Task objective =>
Reproduce verbatim the stretch of the electrode potential problem from "Q.17: Using the" through "Ag(s) and Fe3+(aq)".

Page excerpt =>
☆ ☆ ☆

Using the standard electrode potentials given in Table 3.1, predict if the reaction between the following is feasible

Q.17: Using the standard electrode potentials given in Table 3.1, predict if the reaction between the following is feasible:

(i) Fe3+(aq) and I−(aq)

 (ii) Ag+ (aq) and Cu(s)

(iii) Fe3+ (aq) and Br−(aq)

(iv) Ag(s) and Fe3+(aq)

(v) Br2 (aq) and Fe2+ (aq).

Solution:

For a feasible reaction

∆_rG^θ  < 0

And  ∆_rG^θ = – nFE^o_cell   so that

– nFE^o_cell  <  0

n and F both are always positive values
so that

–E^o_cell  <  0

Change the sign we get

E^o_cell     >  0

Hence for any feasible reaction E^o_cell will always positive

(i)

☆ ☆ ☆

Information provided =>

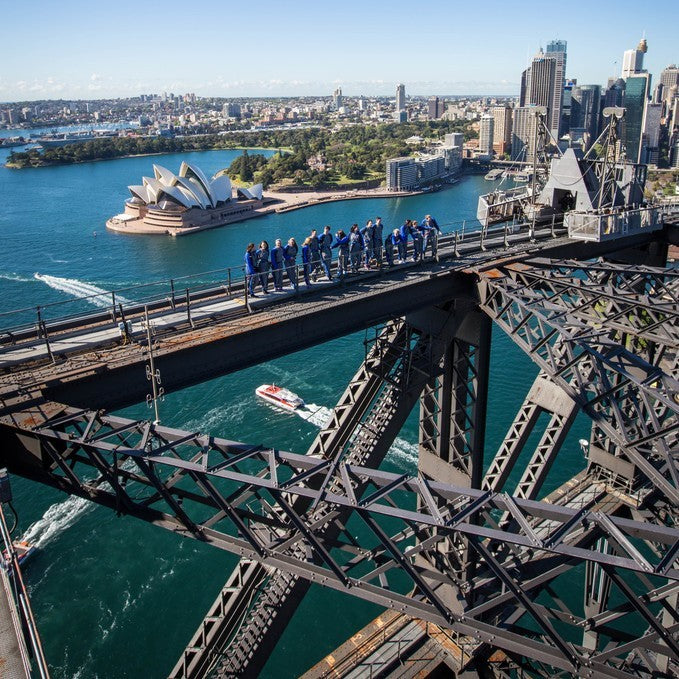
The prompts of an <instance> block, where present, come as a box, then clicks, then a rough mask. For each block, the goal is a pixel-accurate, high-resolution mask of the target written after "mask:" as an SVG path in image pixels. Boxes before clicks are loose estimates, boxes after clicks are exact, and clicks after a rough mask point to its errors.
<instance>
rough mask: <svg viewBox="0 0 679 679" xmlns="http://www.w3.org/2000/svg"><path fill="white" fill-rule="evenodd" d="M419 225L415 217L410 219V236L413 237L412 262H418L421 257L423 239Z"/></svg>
mask: <svg viewBox="0 0 679 679" xmlns="http://www.w3.org/2000/svg"><path fill="white" fill-rule="evenodd" d="M419 226H420V225H419V224H418V222H417V219H411V220H410V237H411V238H412V239H413V262H419V261H420V260H421V259H422V244H423V242H424V239H423V233H422V231H420V228H419Z"/></svg>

☆ ☆ ☆

Task output =>
Q.17: Using the standard electrode potentials given in Table 3.1, predict if the reaction between the following is feasible:

(i) Fe3+(aq) and I−(aq)

 (ii) Ag+ (aq) and Cu(s)

(iii) Fe3+ (aq) and Br−(aq)

(iv) Ag(s) and Fe3+(aq)